**Image object location entries**

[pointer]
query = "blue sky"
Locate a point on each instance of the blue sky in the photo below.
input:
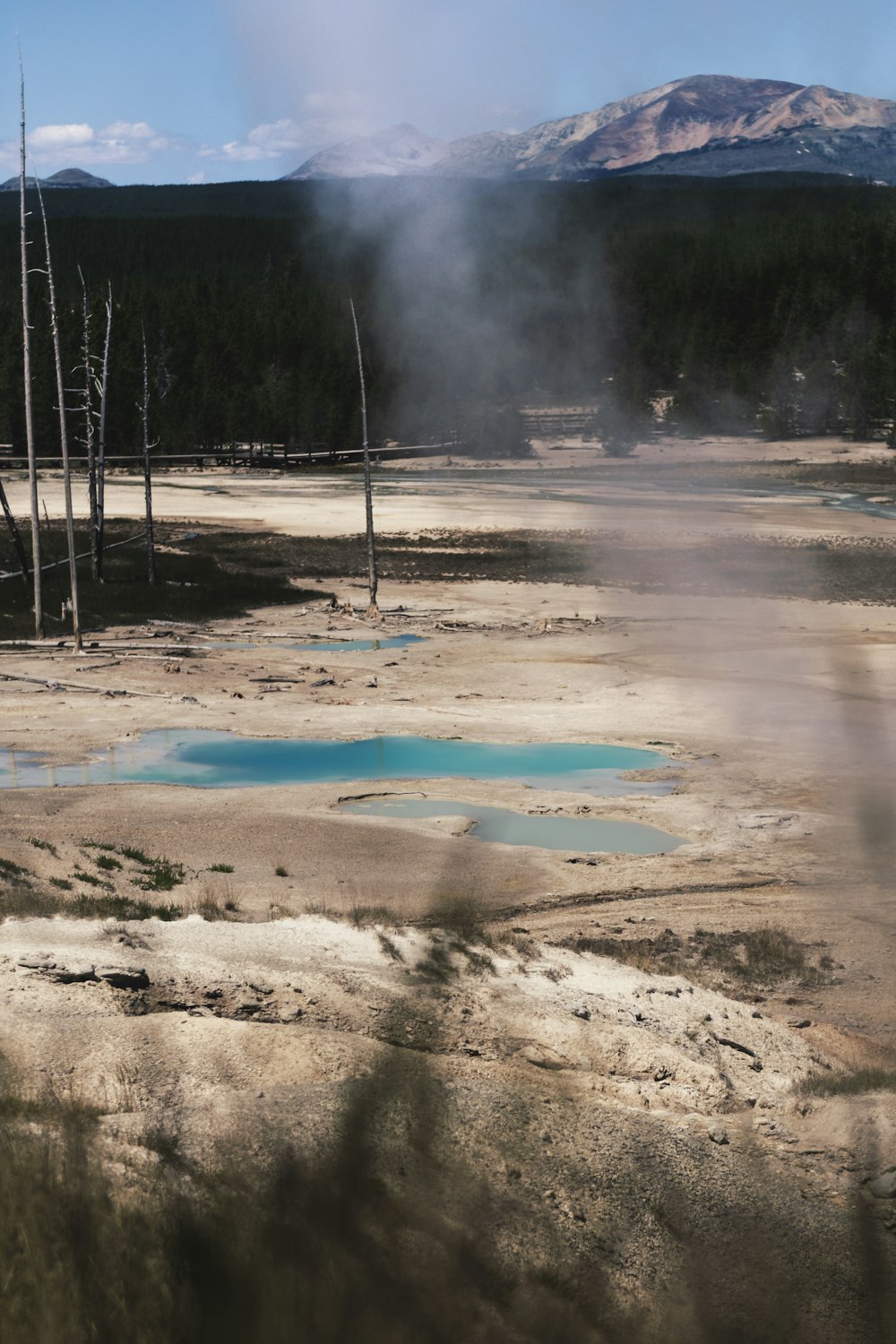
(214, 90)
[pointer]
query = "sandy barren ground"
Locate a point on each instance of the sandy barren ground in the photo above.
(780, 720)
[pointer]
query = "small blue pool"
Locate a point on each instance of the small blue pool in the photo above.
(578, 835)
(226, 761)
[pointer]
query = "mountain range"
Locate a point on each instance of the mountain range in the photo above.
(705, 125)
(69, 177)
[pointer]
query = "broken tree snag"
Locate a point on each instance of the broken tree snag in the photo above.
(64, 430)
(15, 534)
(101, 452)
(373, 610)
(151, 540)
(89, 440)
(26, 354)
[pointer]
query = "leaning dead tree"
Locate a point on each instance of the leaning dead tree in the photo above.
(89, 437)
(368, 495)
(101, 448)
(26, 354)
(144, 410)
(16, 537)
(64, 430)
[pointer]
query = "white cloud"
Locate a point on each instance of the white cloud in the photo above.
(332, 117)
(77, 144)
(59, 139)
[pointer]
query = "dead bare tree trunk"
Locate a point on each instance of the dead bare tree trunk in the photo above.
(26, 354)
(101, 453)
(151, 543)
(89, 432)
(64, 433)
(15, 534)
(373, 610)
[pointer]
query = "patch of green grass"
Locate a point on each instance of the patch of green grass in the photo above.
(13, 870)
(91, 879)
(211, 575)
(751, 959)
(108, 863)
(43, 844)
(160, 875)
(22, 900)
(365, 916)
(848, 1082)
(134, 855)
(120, 908)
(212, 909)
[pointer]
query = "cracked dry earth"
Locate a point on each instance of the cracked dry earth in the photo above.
(638, 1118)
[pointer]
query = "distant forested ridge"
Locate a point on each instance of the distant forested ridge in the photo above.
(756, 303)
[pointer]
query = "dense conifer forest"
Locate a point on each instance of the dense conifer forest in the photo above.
(743, 304)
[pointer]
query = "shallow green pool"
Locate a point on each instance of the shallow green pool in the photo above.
(579, 835)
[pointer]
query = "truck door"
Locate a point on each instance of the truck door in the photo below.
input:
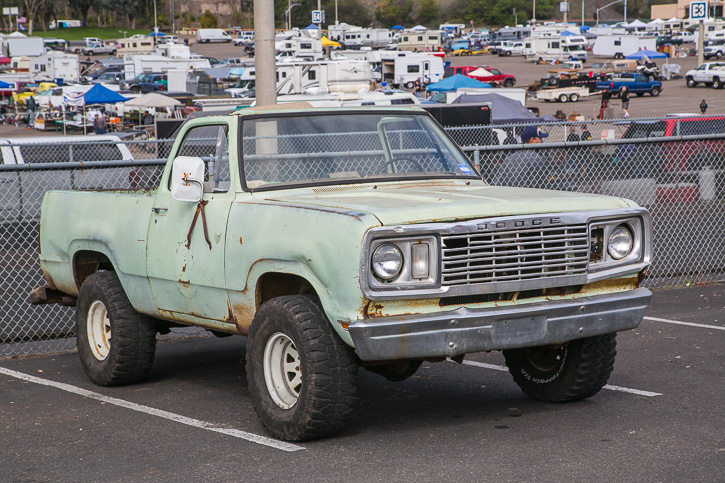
(187, 277)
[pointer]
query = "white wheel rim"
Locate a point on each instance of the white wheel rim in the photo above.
(98, 328)
(282, 372)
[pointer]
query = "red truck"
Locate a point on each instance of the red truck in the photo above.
(496, 77)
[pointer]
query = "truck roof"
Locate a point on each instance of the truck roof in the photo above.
(303, 106)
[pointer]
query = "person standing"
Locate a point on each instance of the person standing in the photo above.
(524, 167)
(624, 95)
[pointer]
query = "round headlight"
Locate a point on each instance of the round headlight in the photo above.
(620, 242)
(387, 261)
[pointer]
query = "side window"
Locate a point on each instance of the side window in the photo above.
(210, 143)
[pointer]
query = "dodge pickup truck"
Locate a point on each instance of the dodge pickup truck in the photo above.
(343, 238)
(636, 83)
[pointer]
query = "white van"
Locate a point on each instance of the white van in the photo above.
(212, 35)
(22, 192)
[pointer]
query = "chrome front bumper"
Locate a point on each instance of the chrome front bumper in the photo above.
(462, 331)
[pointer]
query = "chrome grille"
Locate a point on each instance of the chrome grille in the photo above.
(515, 255)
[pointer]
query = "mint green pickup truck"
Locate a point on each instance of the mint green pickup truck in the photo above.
(336, 239)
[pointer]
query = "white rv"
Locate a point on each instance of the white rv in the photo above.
(212, 35)
(317, 77)
(429, 40)
(143, 45)
(412, 67)
(548, 49)
(620, 46)
(55, 65)
(133, 65)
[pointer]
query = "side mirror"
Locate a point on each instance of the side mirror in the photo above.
(187, 179)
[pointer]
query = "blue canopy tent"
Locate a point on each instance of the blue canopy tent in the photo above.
(98, 94)
(455, 82)
(650, 54)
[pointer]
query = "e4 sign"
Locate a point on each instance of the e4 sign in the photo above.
(698, 10)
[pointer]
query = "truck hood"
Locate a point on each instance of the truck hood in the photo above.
(416, 202)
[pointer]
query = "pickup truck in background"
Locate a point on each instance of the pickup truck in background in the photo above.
(709, 74)
(636, 84)
(343, 238)
(99, 48)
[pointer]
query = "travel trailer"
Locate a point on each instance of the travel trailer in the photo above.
(55, 65)
(430, 40)
(135, 46)
(212, 35)
(620, 46)
(548, 49)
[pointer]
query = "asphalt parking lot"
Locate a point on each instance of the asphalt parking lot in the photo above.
(659, 419)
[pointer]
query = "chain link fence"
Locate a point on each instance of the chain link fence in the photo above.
(679, 178)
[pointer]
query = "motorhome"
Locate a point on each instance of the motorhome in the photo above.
(317, 77)
(548, 49)
(374, 38)
(299, 49)
(620, 46)
(212, 35)
(133, 65)
(430, 40)
(135, 46)
(55, 65)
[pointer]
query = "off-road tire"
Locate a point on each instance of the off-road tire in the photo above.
(577, 370)
(326, 367)
(131, 337)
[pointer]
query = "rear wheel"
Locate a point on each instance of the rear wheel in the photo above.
(116, 344)
(302, 376)
(573, 371)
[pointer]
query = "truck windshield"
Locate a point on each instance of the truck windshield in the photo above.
(335, 148)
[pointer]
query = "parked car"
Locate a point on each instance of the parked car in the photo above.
(662, 161)
(412, 258)
(709, 74)
(145, 82)
(243, 39)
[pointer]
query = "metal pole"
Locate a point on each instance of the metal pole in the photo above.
(266, 70)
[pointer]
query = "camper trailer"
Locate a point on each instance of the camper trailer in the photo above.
(55, 65)
(548, 49)
(133, 65)
(135, 46)
(429, 40)
(317, 77)
(620, 46)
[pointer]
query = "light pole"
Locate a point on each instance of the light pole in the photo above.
(288, 15)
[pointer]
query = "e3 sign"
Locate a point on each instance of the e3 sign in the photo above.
(698, 10)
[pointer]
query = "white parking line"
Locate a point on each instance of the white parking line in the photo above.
(608, 386)
(254, 438)
(667, 321)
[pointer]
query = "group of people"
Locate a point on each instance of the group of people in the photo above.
(607, 96)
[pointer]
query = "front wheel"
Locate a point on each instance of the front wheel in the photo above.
(302, 376)
(573, 371)
(116, 344)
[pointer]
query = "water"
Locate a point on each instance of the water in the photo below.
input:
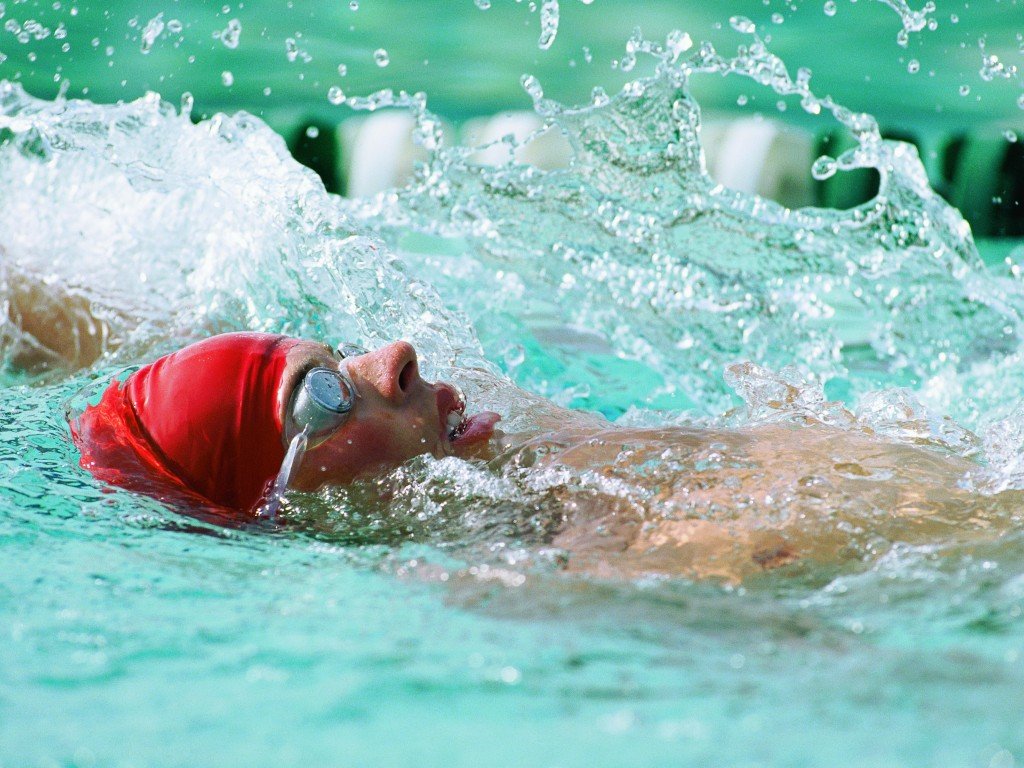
(426, 615)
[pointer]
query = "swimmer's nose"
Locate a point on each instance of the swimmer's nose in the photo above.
(393, 370)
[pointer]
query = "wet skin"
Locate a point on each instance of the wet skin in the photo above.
(397, 415)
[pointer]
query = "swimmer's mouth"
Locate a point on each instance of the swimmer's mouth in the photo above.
(456, 424)
(458, 429)
(451, 412)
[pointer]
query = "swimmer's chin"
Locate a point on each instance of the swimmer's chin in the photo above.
(474, 433)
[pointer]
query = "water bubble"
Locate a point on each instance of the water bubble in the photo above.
(229, 35)
(678, 42)
(549, 24)
(742, 25)
(824, 168)
(154, 28)
(532, 86)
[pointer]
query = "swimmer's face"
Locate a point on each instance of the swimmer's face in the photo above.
(396, 416)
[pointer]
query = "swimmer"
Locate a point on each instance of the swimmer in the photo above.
(207, 428)
(214, 420)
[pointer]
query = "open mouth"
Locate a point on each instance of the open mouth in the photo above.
(458, 429)
(451, 410)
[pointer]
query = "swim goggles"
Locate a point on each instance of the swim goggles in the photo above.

**SET EXERCISE**
Would you mind returning each entry above word for word, skipping the images?

**SOLUTION BELOW**
[pointer]
query = "blue sky"
Locate a point on each instance of the blue sky in the photo below.
input:
(214, 90)
[pointer]
query = "sandy barren ground"
Locate a point on each instance of the sandy barren ground in the photo above.
(780, 720)
[pointer]
query = "small blue pool"
Locate a point on each instance of the small blue pool in the photo above.
(578, 835)
(226, 761)
[pointer]
query = "mountain range"
Locate a point on each instance of the mountain range in the photo above.
(705, 125)
(69, 177)
[pointer]
query = "broken tree snag"
Locate a point on each instance of the broken tree snag in the photo above.
(64, 430)
(15, 534)
(101, 452)
(373, 610)
(151, 540)
(89, 440)
(26, 354)
[pointer]
query = "leaning dead tree"
Locate a point on each instance of the leaning dead tree in the photo above.
(89, 437)
(368, 495)
(101, 448)
(26, 354)
(144, 410)
(16, 537)
(64, 430)
[pointer]
query = "white cloud"
Locate a point on each instance of the white cloud in the photo above.
(332, 117)
(77, 144)
(59, 139)
[pointer]
query = "dead bare tree trunk"
Locate a point on each instance of the dead bare tree trunk in the photo above.
(26, 354)
(101, 453)
(151, 543)
(89, 432)
(64, 433)
(15, 534)
(373, 610)
[pointer]
query = "patch of green grass"
Locate a point on each instance of the patch of green grass in the photo above.
(13, 870)
(91, 879)
(211, 575)
(751, 959)
(108, 863)
(43, 844)
(160, 875)
(22, 900)
(365, 916)
(848, 1082)
(134, 855)
(120, 908)
(212, 909)
[pointer]
query = "cracked dry earth"
Locate a point on each instance of the cracked dry earth in the photo above.
(638, 1118)
[pointer]
query = "distant forested ridge"
Locate a point on each instance of the distant forested ridge in the photo above.
(756, 303)
[pointer]
query = "dense conifer forest"
Locate a point on each instance of the dense conifer forest in the photo above.
(743, 304)
[pointer]
query = "shallow green pool"
Locate a point on each instance of the shallow green pool in the photo above.
(579, 835)
[pointer]
query = "truck door"
Locate a point on each instance of the truck door in the photo below.
input:
(187, 277)
[pointer]
query = "white wheel rim"
Locate a point on each instance of the white wheel rim in the photo above.
(98, 328)
(282, 372)
[pointer]
query = "red truck"
Locate a point on each instance of the red truck in the photo above.
(496, 77)
[pointer]
query = "truck roof"
Locate a point on each instance of the truck roof in the photo above.
(303, 106)
[pointer]
query = "person standing"
Locate a point on each instance of the person standing in the photo above.
(524, 167)
(624, 95)
[pointer]
query = "round headlight"
Locate a point on each instance of the round headlight in the photo above.
(620, 242)
(387, 261)
[pointer]
query = "side window"
Locate a point on each instance of the side window in the photo above.
(210, 143)
[pointer]
query = "dodge pickup truck"
Locate a point on each instance of the dodge pickup truck in the photo above.
(343, 238)
(636, 83)
[pointer]
query = "white van"
Locate a point on each instance of the white van in the photo above.
(212, 35)
(22, 192)
[pointer]
query = "chrome front bumper"
Locate a point on each instance of the chrome front bumper in the photo above.
(462, 331)
[pointer]
query = "chrome grille"
Locate a point on each instance of the chrome grille in the photo above.
(515, 255)
[pointer]
query = "mint green pickup truck"
Locate a point on each instance of the mint green pickup truck in the photo above.
(336, 239)
[pointer]
query = "white rv"
Locate a point on each instance of the white rv in the photo above.
(212, 35)
(317, 77)
(429, 40)
(143, 45)
(412, 67)
(548, 49)
(620, 46)
(55, 65)
(133, 65)
[pointer]
query = "side mirror"
Locate a point on each instance of the side mirror in the photo above.
(187, 179)
[pointer]
query = "blue canopy tent"
Locate a point on each instance of the blue canopy tent in the photo above.
(98, 94)
(455, 82)
(650, 54)
[pointer]
query = "e4 sign"
Locate a point on each instance of the e4 sign in the photo above.
(698, 10)
[pointer]
query = "truck hood"
Locate a point on each instance of the truck hood in the photo above.
(416, 202)
[pointer]
query = "pickup truck in background"
Locate a point on each instance of the pickup truck in background in the photo above.
(709, 74)
(636, 84)
(343, 238)
(99, 48)
[pointer]
query = "travel trailer"
Locate a point on each instance of the travel trailer in the photo above.
(55, 65)
(430, 40)
(135, 46)
(212, 35)
(620, 46)
(548, 49)
[pointer]
query = "asphalt parking lot"
Locate a point on each instance of the asphalt parking lot in the photo above.
(659, 419)
[pointer]
query = "chain link fence"
Locate a point on each instance of the chain link fence in the photo above.
(679, 178)
[pointer]
query = "motorhome"
Locate a point on each instance of the motorhome in the photo above.
(317, 77)
(548, 49)
(374, 38)
(299, 49)
(620, 46)
(212, 35)
(133, 65)
(430, 40)
(135, 46)
(55, 65)
[pointer]
query = "off-road tire"
Locate a point on each instance of the off-road tire in the photo above.
(577, 370)
(326, 367)
(131, 337)
[pointer]
query = "rear wheel"
Locate a point on each instance of the rear wheel in the photo above.
(116, 344)
(302, 376)
(573, 371)
[pointer]
query = "truck windshield"
Locate a point on each instance of the truck windshield in the photo above.
(335, 148)
[pointer]
query = "parked car"
Locate a point on each instance of the parked car in the photo above.
(662, 161)
(412, 258)
(709, 74)
(145, 82)
(243, 39)
[pointer]
query = "metal pole"
Locate a point on each instance of the metal pole in the photo above.
(266, 70)
[pointer]
query = "camper trailer"
Locate a point on each instance of the camper trailer in the photo above.
(55, 65)
(548, 49)
(133, 65)
(135, 46)
(429, 40)
(317, 77)
(620, 46)
[pointer]
query = "light pole"
Locate a point on each instance of the light pole in the photo above.
(288, 15)
[pointer]
query = "e3 sign"
Locate a point on each instance of the e3 sign in the photo above.
(698, 10)
[pointer]
query = "white parking line"
Locate a point on each instance of the white parking line in the photo above.
(608, 386)
(254, 438)
(667, 321)
[pointer]
query = "group of people"
Locate a point on each instance of the group of people in the photo above.
(607, 96)
[pointer]
query = "front wheel"
Locate a point on each instance of the front wheel in the photo above.
(302, 376)
(573, 371)
(116, 344)
[pointer]
query = "water"
Locate a point on each instance of the water in the photo below.
input:
(426, 615)
[pointer]
query = "swimmer's nose"
Locate a point on each instance of the swimmer's nose in the photo above.
(393, 370)
[pointer]
query = "wet skin"
Locate a point on each instance of the wet skin in the photo above.
(397, 415)
[pointer]
query = "swimmer's mouth"
Locate a point on each instance of the swimmer's mouth in the photo above.
(456, 424)
(458, 429)
(451, 412)
[pointer]
query = "swimmer's chin"
Locate a point on each instance of the swimmer's chin in the photo above.
(474, 433)
[pointer]
query = "water bubble"
Locate a point on each instance of the water bubble in the photo above.
(229, 35)
(678, 42)
(549, 24)
(742, 25)
(824, 168)
(154, 28)
(532, 86)
[pointer]
query = "swimmer's face"
Locate a point on each instance of the swimmer's face in the photo above.
(396, 416)
[pointer]
query = "swimmer"
Locate a point on each instance of the swimmer in the photo above.
(207, 428)
(214, 420)
[pointer]
query = "open mouth"
Locate a point on each instance of the open mouth in the photo above.
(458, 429)
(451, 410)
[pointer]
query = "swim goggles"
Locate a point on each instance of the swim goggles in the photo above.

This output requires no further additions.